Even though this is all obsolete, it is again made possible by a set of modifications and patches made to the open-source Asterisk PBX server. It allows users to dial into the system via a variety of access methods, including the regular public switched telephone network and SIP. The user is presented with a ringing line. The ringing can be disconnected and the trunk seized by playing a 2600 tone into the line. Thereafter, the call can be diverted to another number or to a series of internal recordings and functions that reside on the server/switch by playing MF or multi-frequency tones into the line. This is all perfectly legal, as the system is totally private. It is really more than a simulation. The call is going over a trunk group of 24 SF/MF trunks, although both sides of the trunks are terminated on the same PC. The hardware that makes this possible is two extra dedicated Ethernet cards on the PC running T1 over Ethernet protocol over a loopback Ethernet cable. Your incoming call gets looped over one of the 24 trunks before terminating back on the same switch, so you have 2600 and MF control.

=== RECORD EXTRACTS ===
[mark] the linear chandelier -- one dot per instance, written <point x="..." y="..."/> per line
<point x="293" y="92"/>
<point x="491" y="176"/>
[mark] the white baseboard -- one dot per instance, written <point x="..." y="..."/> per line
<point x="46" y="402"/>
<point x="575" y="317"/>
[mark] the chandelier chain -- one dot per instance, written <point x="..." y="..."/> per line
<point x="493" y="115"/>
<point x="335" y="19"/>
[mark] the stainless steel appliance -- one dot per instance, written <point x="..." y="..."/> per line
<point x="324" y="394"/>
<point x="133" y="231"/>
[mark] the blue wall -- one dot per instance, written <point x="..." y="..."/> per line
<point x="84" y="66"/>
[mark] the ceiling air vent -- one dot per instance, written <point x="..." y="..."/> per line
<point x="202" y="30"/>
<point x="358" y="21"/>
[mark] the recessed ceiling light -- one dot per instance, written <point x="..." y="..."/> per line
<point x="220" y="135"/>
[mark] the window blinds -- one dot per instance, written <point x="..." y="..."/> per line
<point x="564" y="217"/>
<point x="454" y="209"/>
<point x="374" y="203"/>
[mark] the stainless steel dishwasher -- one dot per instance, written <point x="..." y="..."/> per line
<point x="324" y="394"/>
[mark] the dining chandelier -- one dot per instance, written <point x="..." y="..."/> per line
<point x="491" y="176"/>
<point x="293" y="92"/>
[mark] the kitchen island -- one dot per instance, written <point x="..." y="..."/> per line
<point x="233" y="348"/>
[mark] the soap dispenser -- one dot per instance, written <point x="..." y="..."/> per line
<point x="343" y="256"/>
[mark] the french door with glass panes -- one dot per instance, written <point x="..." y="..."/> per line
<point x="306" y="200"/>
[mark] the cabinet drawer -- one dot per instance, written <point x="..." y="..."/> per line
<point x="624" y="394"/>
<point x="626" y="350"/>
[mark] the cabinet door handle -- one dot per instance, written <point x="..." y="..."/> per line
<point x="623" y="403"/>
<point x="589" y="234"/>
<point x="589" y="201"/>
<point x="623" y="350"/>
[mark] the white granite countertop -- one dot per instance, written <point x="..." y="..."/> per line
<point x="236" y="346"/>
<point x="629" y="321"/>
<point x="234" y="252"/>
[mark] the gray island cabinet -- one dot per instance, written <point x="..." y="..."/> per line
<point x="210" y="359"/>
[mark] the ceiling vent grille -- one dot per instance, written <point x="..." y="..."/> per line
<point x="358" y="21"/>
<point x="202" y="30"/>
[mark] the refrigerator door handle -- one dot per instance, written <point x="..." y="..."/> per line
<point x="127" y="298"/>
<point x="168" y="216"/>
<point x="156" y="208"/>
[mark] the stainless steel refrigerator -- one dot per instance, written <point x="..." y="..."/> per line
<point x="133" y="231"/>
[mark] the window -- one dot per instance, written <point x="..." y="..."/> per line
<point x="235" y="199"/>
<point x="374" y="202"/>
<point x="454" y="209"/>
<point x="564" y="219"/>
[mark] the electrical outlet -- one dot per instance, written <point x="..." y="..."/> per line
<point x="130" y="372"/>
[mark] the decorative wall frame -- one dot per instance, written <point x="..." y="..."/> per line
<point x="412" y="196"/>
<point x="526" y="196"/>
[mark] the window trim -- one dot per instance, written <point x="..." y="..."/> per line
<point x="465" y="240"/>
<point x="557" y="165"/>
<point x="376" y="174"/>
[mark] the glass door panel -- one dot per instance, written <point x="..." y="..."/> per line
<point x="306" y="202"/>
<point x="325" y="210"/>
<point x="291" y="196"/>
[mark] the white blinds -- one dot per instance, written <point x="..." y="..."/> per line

=== REQUIREMENTS ===
1) In the Asterisk passage, what tone is played into the line to disconnect the ringing and seize the trunk?
2) Translate this sentence from the Asterisk passage into Spanish: "This is all perfectly legal, as the system is totally private."

=== OUTPUTS FOR THE TASKS ===
1) A 2600 tone.

2) Todo esto es perfectamente legal, ya que el sistema es totalmente privado.